→ **任务要求 A**
请改写给定文段中从“我审过两篇华东师大的博士论文”起至“上是工具性的,是在说不可说。”止（含首尾）的部分，并将其中的“华东师大”换成“华东师范大学”。

→ **给定文段**

******

一位名字让人想起名侦探柯南的新闻系一年级同学问我:“有一个我一直都很感兴趣并又困惑我的问题,就是两种语言的第一次接触时,语言以及其代表的文化是怎么交流的?虽然我能想到肢体语言和事物的现实对照是一种方法,但还有很多抽象事物是不能直接沟通与交流的呀。” 
 
其实,抽象概念之所以能够理解,是由于理解的渐进性和工具性。


先说说理解的渐进性:

不同语言的接触不是一个一蹴而就的过程,而是一个漫长的过程,在这个过程中,两种语言的翻译由具体的事物逐渐发展到抽象的概念。也就是说,一个抽象概念的翻译,总是建立在大量现成的具体的概念上,逐渐试错完成的。


再说说理解的工具性:

抽象概念的工具性理解其实并不难,寻找的是两种语言意义系统的最大的公约数。许多抽象概念都是容易找到两种语言的意义公约数的,但这种意义公约数的文化还原又是充满差异的。

去年9月电影导演吴贻弓去世了,他在电影《城南旧事》导演阐述里,说到“祖国”这个词:“‘祖国’的含义是什么?我不一定能讲得清楚。她既抽象又具体。抽象可以到无垠博大,具体可以到极其细微。有位诗人说:祖国就是他故乡门前的那条小河;而当我在意大利正苦于那里盛筵上的生肉、生火腿、生香肠,突然在我们使馆的食堂里喝到一碗极普通的大米粥的时候,似乎祖国的含义全在这一碗稠稠的、热腾腾的、又带着不尽甜意的粥里了。”

 
而要深层次地理解异文化的抽象概念,就必须突破本族语的意义范畴,这太难了。一旦突破,理解就陷入不可知的黑洞。

我审过两篇华东师大的博士论文,一篇的题目是《论冲淡》。冲淡是中国古典文论中一个重要的范畴,“淡”已经很难翻译,“冲淡”完全无法翻译。
 
另一篇是谈红楼梦饮食文化的翻译,作者说英语中没有类似汉语的“味”这样一个词,例如“有味儿”在红楼梦中有时候表示“味儿不错”,“味”有美的意思,汉语的“味”大大超越了饮食而延伸到核心的价值观和审美观。

 
所以,不同语言文化的相互接触和交流,并不难,也不神秘,只是一个自然的过程,但这种交流和翻译本质上是工具性的,是在说不可说。

不同语言文化交流的积极意义怎么肯定也不为过,但这个过程深刻显示出各民族文化的语言限度,由此充满了误解和困惑。

******

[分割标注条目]
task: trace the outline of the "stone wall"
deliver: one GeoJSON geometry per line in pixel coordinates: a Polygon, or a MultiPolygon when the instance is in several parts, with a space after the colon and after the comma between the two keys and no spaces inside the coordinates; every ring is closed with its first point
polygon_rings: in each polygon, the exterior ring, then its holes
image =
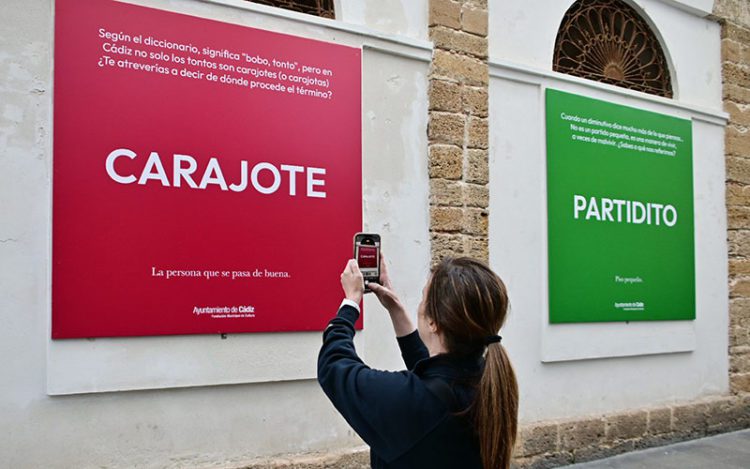
{"type": "Polygon", "coordinates": [[[489,258],[487,0],[431,0],[432,260],[489,258]]]}
{"type": "Polygon", "coordinates": [[[750,392],[750,4],[717,1],[721,24],[729,240],[729,381],[750,392]]]}

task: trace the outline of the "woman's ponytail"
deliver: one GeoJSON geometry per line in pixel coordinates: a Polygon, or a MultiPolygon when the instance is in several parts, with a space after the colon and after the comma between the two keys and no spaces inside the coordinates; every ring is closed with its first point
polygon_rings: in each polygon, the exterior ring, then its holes
{"type": "Polygon", "coordinates": [[[518,383],[496,334],[508,312],[505,284],[487,264],[444,259],[432,273],[424,314],[435,321],[450,353],[480,354],[487,345],[477,396],[469,409],[484,469],[508,469],[518,427],[518,383]]]}
{"type": "Polygon", "coordinates": [[[482,465],[507,469],[518,429],[518,383],[501,344],[490,344],[485,360],[474,405],[482,465]]]}

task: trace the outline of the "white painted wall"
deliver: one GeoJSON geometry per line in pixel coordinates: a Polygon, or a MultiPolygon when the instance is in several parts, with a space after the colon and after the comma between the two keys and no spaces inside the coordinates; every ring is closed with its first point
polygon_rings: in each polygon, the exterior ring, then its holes
{"type": "Polygon", "coordinates": [[[429,36],[429,0],[334,0],[337,18],[415,39],[429,36]]]}
{"type": "Polygon", "coordinates": [[[511,295],[504,337],[519,377],[524,422],[728,391],[719,27],[674,2],[637,2],[663,39],[678,91],[674,100],[650,97],[551,71],[557,28],[572,3],[490,2],[490,261],[511,295]],[[548,87],[692,119],[695,321],[549,324],[548,87]]]}
{"type": "MultiPolygon", "coordinates": [[[[131,3],[363,47],[365,229],[399,259],[416,310],[429,44],[240,0],[131,3]]],[[[194,467],[361,444],[311,379],[320,333],[49,339],[53,11],[6,0],[0,15],[0,466],[194,467]]],[[[402,367],[386,314],[365,306],[362,354],[402,367]]]]}

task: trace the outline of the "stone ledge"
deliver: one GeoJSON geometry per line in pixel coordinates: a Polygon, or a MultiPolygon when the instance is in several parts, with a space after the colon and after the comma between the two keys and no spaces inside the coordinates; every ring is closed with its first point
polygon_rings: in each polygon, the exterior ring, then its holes
{"type": "MultiPolygon", "coordinates": [[[[519,429],[512,467],[552,468],[743,428],[750,428],[750,393],[575,420],[530,423],[519,429]]],[[[360,469],[370,467],[369,458],[368,449],[360,447],[344,452],[280,456],[233,467],[360,469]]]]}

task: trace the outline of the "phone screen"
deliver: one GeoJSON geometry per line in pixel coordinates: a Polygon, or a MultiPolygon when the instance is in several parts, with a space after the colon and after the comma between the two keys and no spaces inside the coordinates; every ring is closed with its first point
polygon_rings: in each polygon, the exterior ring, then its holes
{"type": "Polygon", "coordinates": [[[359,270],[365,278],[378,279],[380,276],[380,241],[369,240],[371,244],[364,244],[365,240],[356,243],[356,258],[359,270]]]}

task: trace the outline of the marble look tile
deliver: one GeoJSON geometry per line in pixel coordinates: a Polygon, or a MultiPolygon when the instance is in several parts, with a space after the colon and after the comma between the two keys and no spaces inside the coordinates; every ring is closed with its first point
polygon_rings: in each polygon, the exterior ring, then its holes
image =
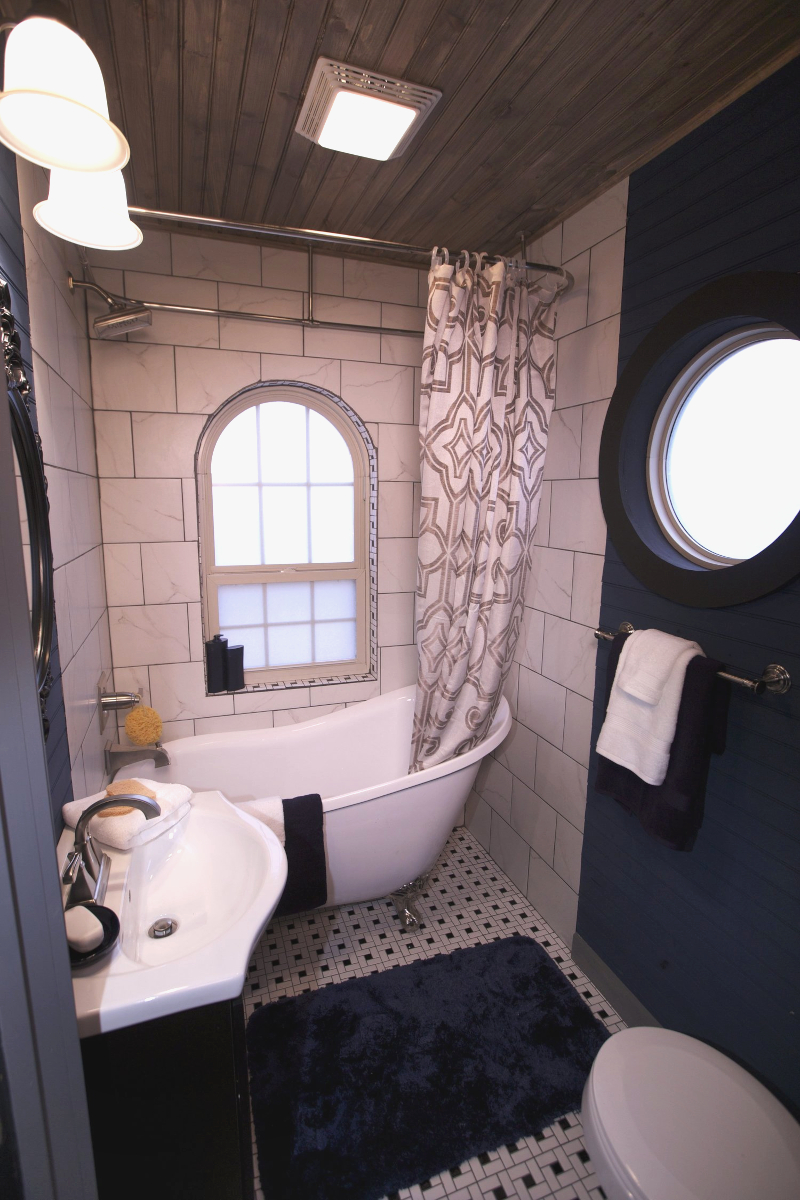
{"type": "Polygon", "coordinates": [[[583,406],[581,431],[581,478],[596,479],[600,474],[600,439],[608,412],[609,401],[597,400],[583,406]]]}
{"type": "Polygon", "coordinates": [[[407,337],[404,334],[381,334],[380,361],[419,367],[422,362],[422,338],[407,337]]]}
{"type": "Polygon", "coordinates": [[[551,418],[545,455],[545,479],[577,479],[581,474],[582,409],[557,409],[551,418]]]}
{"type": "Polygon", "coordinates": [[[186,605],[110,608],[108,620],[115,665],[132,667],[188,661],[186,605]]]}
{"type": "Polygon", "coordinates": [[[519,668],[517,718],[539,737],[559,748],[564,740],[565,704],[564,688],[535,671],[519,668]]]}
{"type": "Polygon", "coordinates": [[[104,541],[184,541],[180,479],[103,479],[104,541]]]}
{"type": "Polygon", "coordinates": [[[543,739],[536,751],[536,794],[578,829],[587,808],[588,772],[543,739]]]}
{"type": "Polygon", "coordinates": [[[516,829],[519,836],[524,838],[530,848],[535,850],[546,863],[553,862],[555,821],[557,814],[549,804],[545,804],[545,800],[536,796],[533,788],[515,779],[511,828],[516,829]]]}
{"type": "Polygon", "coordinates": [[[186,346],[175,348],[179,413],[215,413],[225,400],[259,378],[258,354],[186,346]]]}
{"type": "Polygon", "coordinates": [[[498,762],[507,767],[511,774],[528,787],[533,787],[534,784],[537,742],[539,738],[527,725],[512,721],[509,737],[495,751],[498,762]]]}
{"type": "Polygon", "coordinates": [[[205,418],[190,413],[133,413],[137,479],[188,476],[205,418]]]}
{"type": "Polygon", "coordinates": [[[589,275],[589,324],[620,311],[622,304],[622,268],[625,266],[625,229],[619,229],[591,247],[589,275]]]}
{"type": "Polygon", "coordinates": [[[513,775],[491,755],[481,762],[475,779],[475,791],[482,796],[504,821],[511,822],[511,785],[513,775]]]}
{"type": "Polygon", "coordinates": [[[492,812],[489,854],[500,870],[505,871],[521,892],[524,892],[528,887],[528,860],[530,858],[528,842],[494,811],[492,812]]]}
{"type": "Polygon", "coordinates": [[[345,258],[343,290],[345,296],[356,296],[361,300],[416,305],[417,269],[345,258]]]}
{"type": "Polygon", "coordinates": [[[566,694],[566,713],[564,716],[564,754],[575,758],[583,767],[589,766],[591,750],[591,710],[593,703],[576,691],[566,694]]]}
{"type": "Polygon", "coordinates": [[[313,262],[314,292],[323,292],[329,296],[343,295],[344,259],[338,254],[323,254],[314,251],[313,262]]]}
{"type": "Polygon", "coordinates": [[[573,557],[569,550],[551,550],[548,546],[534,547],[525,602],[540,612],[569,617],[573,557]]]}
{"type": "Polygon", "coordinates": [[[174,413],[175,355],[172,346],[91,343],[95,408],[174,413]]]}
{"type": "Polygon", "coordinates": [[[594,631],[560,617],[545,617],[542,673],[570,691],[591,700],[595,692],[597,642],[594,631]]]}
{"type": "Polygon", "coordinates": [[[342,325],[380,326],[380,305],[374,300],[353,300],[350,296],[314,296],[314,318],[333,320],[342,325]]]}
{"type": "Polygon", "coordinates": [[[378,485],[378,536],[410,538],[414,484],[378,485]]]}
{"type": "Polygon", "coordinates": [[[363,421],[411,424],[414,368],[384,362],[342,362],[342,400],[363,421]]]}
{"type": "MultiPolygon", "coordinates": [[[[261,282],[260,246],[222,238],[173,235],[173,274],[193,280],[224,280],[231,283],[261,282]]],[[[221,304],[222,308],[225,307],[221,304]]]]}
{"type": "Polygon", "coordinates": [[[131,414],[98,409],[95,413],[97,474],[120,479],[133,476],[131,414]]]}
{"type": "Polygon", "coordinates": [[[558,343],[555,407],[608,400],[616,386],[619,317],[587,325],[558,343]]]}
{"type": "Polygon", "coordinates": [[[537,854],[530,856],[528,899],[567,946],[572,944],[578,918],[578,895],[537,854]]]}
{"type": "Polygon", "coordinates": [[[103,553],[108,604],[118,607],[144,604],[139,542],[109,542],[103,546],[103,553]]]}
{"type": "Polygon", "coordinates": [[[606,521],[596,479],[559,479],[552,485],[551,546],[606,552],[606,521]]]}
{"type": "MultiPolygon", "coordinates": [[[[288,246],[261,246],[261,284],[265,288],[307,292],[308,254],[306,251],[290,250],[288,246]]],[[[314,272],[314,289],[325,290],[317,282],[317,272],[314,272]]]]}
{"type": "Polygon", "coordinates": [[[380,362],[380,334],[360,334],[351,329],[303,329],[301,332],[301,353],[312,358],[380,362]]]}
{"type": "Polygon", "coordinates": [[[413,592],[384,592],[378,601],[378,646],[410,646],[414,642],[413,592]]]}
{"type": "Polygon", "coordinates": [[[420,431],[414,425],[381,425],[378,479],[419,480],[420,431]]]}
{"type": "Polygon", "coordinates": [[[416,538],[379,538],[378,592],[415,592],[416,562],[416,538]]]}
{"type": "Polygon", "coordinates": [[[515,650],[515,660],[529,671],[542,668],[542,642],[545,638],[545,616],[535,608],[525,608],[522,616],[519,641],[515,650]]]}
{"type": "MultiPolygon", "coordinates": [[[[558,817],[555,827],[555,853],[553,868],[565,883],[578,892],[581,888],[581,852],[583,834],[571,826],[563,816],[558,817]]],[[[542,858],[545,856],[542,854],[542,858]]]]}
{"type": "Polygon", "coordinates": [[[199,600],[200,568],[197,542],[144,542],[142,546],[142,576],[146,605],[199,600]]]}
{"type": "Polygon", "coordinates": [[[311,383],[341,395],[342,373],[338,359],[305,359],[299,354],[261,354],[261,379],[289,379],[311,383]]]}
{"type": "Polygon", "coordinates": [[[569,263],[564,263],[572,274],[575,283],[561,296],[555,313],[555,336],[565,337],[587,324],[587,306],[589,301],[589,251],[585,250],[569,263]]]}
{"type": "MultiPolygon", "coordinates": [[[[572,578],[572,620],[596,629],[600,620],[600,593],[603,582],[601,554],[576,554],[572,578]]],[[[559,616],[563,616],[559,613],[559,616]]]]}
{"type": "Polygon", "coordinates": [[[622,229],[626,216],[627,180],[624,179],[565,220],[563,235],[565,260],[622,229]]]}

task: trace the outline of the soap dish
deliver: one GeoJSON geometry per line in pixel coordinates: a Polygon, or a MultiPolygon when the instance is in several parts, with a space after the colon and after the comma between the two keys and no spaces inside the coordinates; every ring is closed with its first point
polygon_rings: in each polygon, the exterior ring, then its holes
{"type": "Polygon", "coordinates": [[[120,918],[113,908],[107,908],[102,904],[92,904],[91,900],[86,901],[85,907],[91,908],[103,926],[103,940],[100,946],[96,946],[94,950],[88,950],[85,954],[82,954],[80,950],[73,950],[70,947],[70,966],[73,971],[80,967],[90,967],[94,962],[98,962],[100,959],[104,959],[114,949],[116,938],[120,936],[120,918]]]}

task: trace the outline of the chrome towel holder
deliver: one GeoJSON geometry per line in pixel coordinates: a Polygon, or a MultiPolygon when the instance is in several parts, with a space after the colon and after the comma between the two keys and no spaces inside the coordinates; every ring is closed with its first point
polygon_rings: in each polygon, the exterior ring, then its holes
{"type": "MultiPolygon", "coordinates": [[[[613,642],[616,634],[632,634],[633,631],[633,625],[631,625],[630,620],[624,620],[613,634],[607,629],[596,629],[595,637],[599,642],[613,642]]],[[[764,667],[760,679],[753,679],[752,676],[741,674],[739,671],[717,671],[717,674],[721,679],[727,679],[728,683],[735,683],[739,688],[746,688],[747,691],[752,691],[756,696],[760,696],[765,691],[771,691],[774,696],[786,696],[792,686],[792,676],[780,662],[770,662],[764,667]]]]}

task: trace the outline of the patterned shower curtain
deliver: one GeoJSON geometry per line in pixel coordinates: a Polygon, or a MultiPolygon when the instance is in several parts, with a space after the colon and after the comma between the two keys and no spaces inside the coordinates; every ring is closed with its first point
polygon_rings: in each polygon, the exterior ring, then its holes
{"type": "Polygon", "coordinates": [[[546,281],[434,251],[422,356],[420,656],[410,770],[477,745],[522,625],[553,410],[546,281]]]}

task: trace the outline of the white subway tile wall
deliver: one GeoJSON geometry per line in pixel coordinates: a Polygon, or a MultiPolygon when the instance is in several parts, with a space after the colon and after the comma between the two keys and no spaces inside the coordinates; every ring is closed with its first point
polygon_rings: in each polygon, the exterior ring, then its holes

******

→ **任务要求 B**
请列出上述数据中所有包含字符串“outline”的行，区分大小写。

→ **正确答案 A**
我审过两篇华东师范大学的博士论文,一篇的题目是《论冲淡》。冲淡是中国古典文论中一个重要的范畴,“淡”已经很难翻译,“冲淡”完全无法翻译。
 
另一篇是谈红楼梦饮食文化的翻译,作者说英语中没有类似汉语的“味”这样一个词,例如“有味儿”在红楼梦中有时候表示“味儿不错”,“味”有美的意思,汉语的“味”大大超越了饮食而延伸到核心的价值观和审美观。

 
所以,不同语言文化的相互接触和交流,并不难,也不神秘,只是一个自然的过程,但这种交流和翻译本质上是工具性的,是在说不可说。

→ **正确答案 B**
task: trace the outline of the "stone wall"
task: trace the outline of the "woman's ponytail"
task: trace the outline of the "white painted wall"
task: trace the outline of the "stone ledge"
task: trace the outline of the "phone screen"
task: trace the outline of the marble look tile
task: trace the outline of the soap dish
task: trace the outline of the chrome towel holder
task: trace the outline of the patterned shower curtain
task: trace the outline of the white subway tile wall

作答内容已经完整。